- _DESCRIPTION OF THE TASK_
Copy out each line of the material in which the word "before" appears.

- _EXTRACTED DATA_
------------------------------------------------------------
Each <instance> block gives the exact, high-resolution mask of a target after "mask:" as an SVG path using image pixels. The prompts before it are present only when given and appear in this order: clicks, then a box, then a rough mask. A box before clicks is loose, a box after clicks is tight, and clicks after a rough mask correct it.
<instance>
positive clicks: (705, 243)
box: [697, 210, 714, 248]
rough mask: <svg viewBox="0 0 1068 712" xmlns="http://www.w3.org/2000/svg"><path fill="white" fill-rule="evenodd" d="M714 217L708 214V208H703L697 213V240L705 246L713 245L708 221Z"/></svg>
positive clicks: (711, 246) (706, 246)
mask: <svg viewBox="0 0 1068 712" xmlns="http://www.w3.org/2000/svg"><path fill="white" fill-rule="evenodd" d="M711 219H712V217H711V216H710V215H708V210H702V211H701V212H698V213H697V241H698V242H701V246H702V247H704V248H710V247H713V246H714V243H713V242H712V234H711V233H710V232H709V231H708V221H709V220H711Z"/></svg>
------------------------------------------------------------
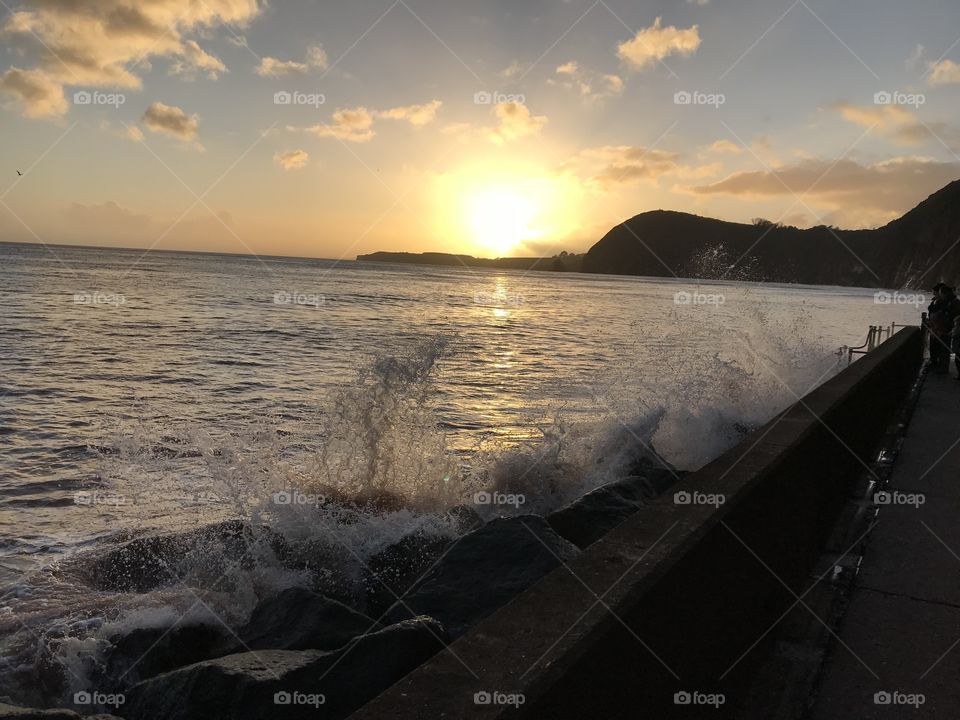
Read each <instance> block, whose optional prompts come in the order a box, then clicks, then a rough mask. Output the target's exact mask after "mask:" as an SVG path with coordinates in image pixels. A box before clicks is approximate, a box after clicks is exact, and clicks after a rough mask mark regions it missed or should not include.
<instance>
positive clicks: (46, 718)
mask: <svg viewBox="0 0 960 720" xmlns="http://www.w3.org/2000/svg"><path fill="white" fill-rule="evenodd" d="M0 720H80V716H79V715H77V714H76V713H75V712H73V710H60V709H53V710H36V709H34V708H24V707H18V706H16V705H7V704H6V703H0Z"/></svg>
------------------------------------------------------------
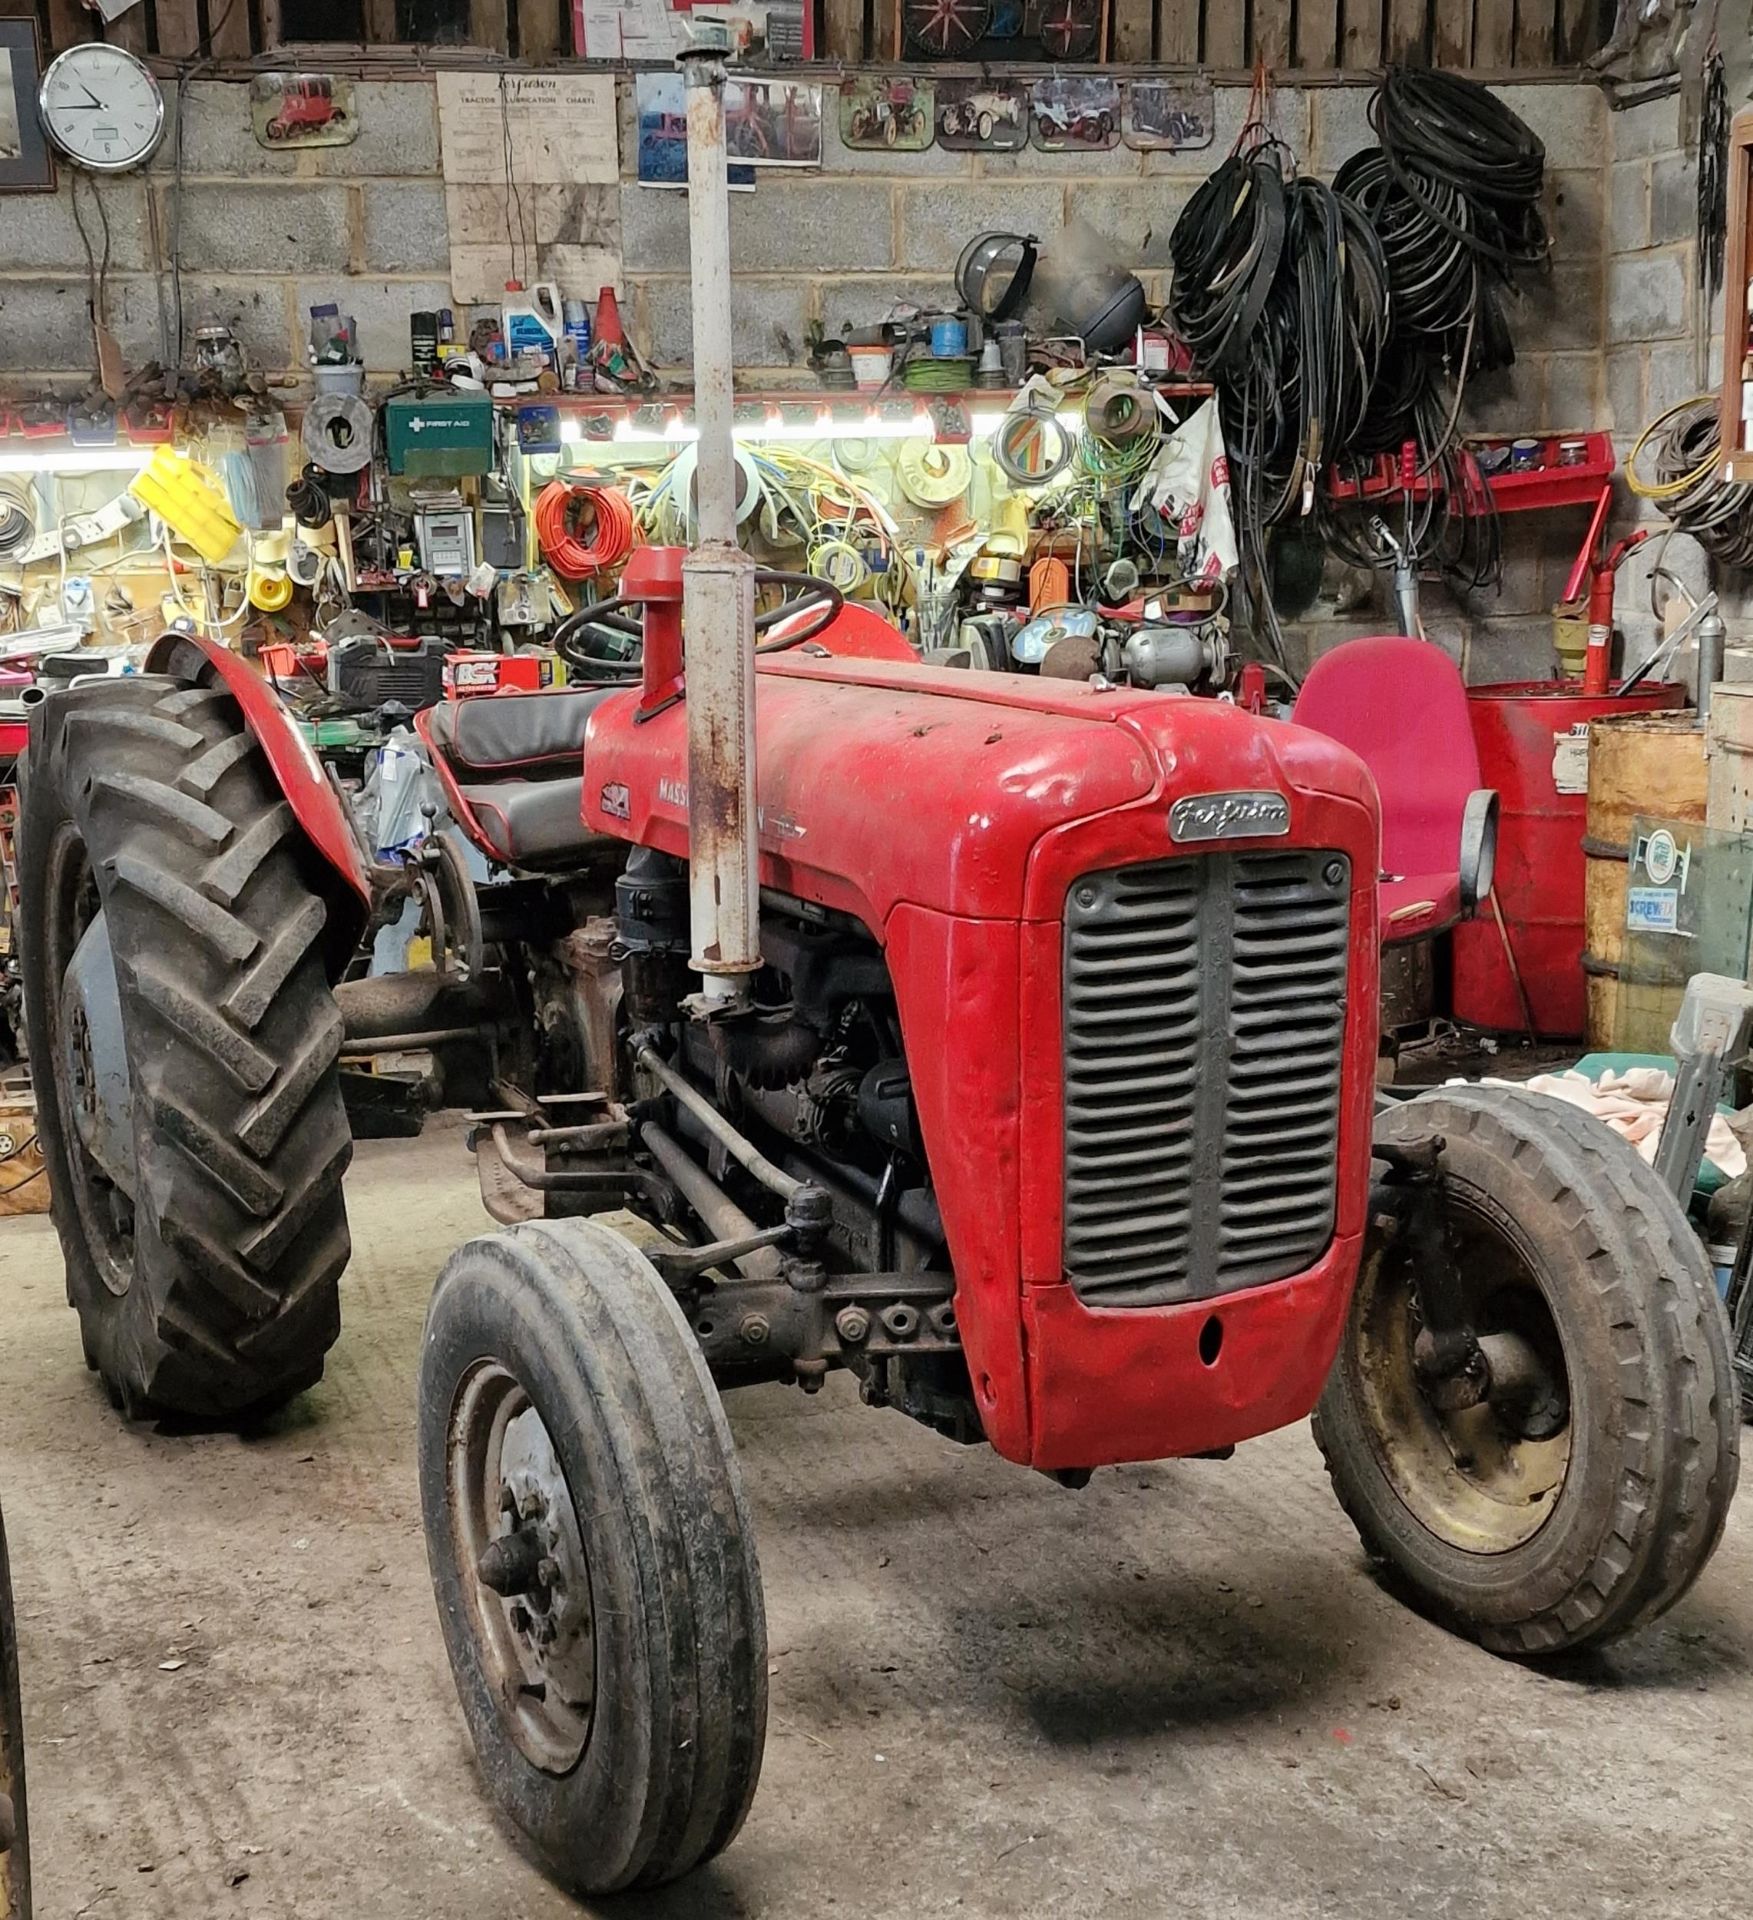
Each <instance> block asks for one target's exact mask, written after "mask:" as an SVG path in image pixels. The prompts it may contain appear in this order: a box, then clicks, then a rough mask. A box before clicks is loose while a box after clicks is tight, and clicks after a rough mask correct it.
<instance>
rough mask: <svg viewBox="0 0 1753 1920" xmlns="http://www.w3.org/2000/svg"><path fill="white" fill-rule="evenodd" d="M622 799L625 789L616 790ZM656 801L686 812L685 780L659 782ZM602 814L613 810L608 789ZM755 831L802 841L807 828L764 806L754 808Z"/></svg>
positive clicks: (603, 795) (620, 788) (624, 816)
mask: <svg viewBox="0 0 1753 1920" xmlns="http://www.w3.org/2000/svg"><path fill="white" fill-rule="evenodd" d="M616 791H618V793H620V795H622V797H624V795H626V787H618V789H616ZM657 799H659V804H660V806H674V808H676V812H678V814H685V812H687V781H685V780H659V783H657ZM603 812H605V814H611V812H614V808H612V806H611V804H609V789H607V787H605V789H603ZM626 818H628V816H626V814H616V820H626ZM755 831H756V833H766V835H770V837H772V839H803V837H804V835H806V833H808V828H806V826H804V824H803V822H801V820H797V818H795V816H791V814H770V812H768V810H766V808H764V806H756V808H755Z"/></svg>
------------------------------------------------------------
- _FINISHED TASK_
Each <instance> block gives the exact, high-resolution mask of a target after "mask:" as an SVG path using image pixels. The prompts before it are present only when given and appear in this order: clicks, then a box, then a rough mask. A box before clicks is loose, a box after clicks is tight, and clicks after a rough mask correct it.
Read each <instance> block, whose optional prompts come in the order a box, then clicks, then a rough mask. Output the target's exact mask after "mask:" as an SVG path with coordinates in image pixels. A box before clicks is approximate, a box after clicks is exact, and clicks after a rough mask mark regions it missed or should not include.
Each <instance> block asks for one target's exact mask, written after "mask:" as an SVG path in image pixels. The prompts it may contain appear in this order: a box, then clicks, then a rough mask. A box before clicks is loose while a box after clicks is tight, and clicks after a rough mask correct it.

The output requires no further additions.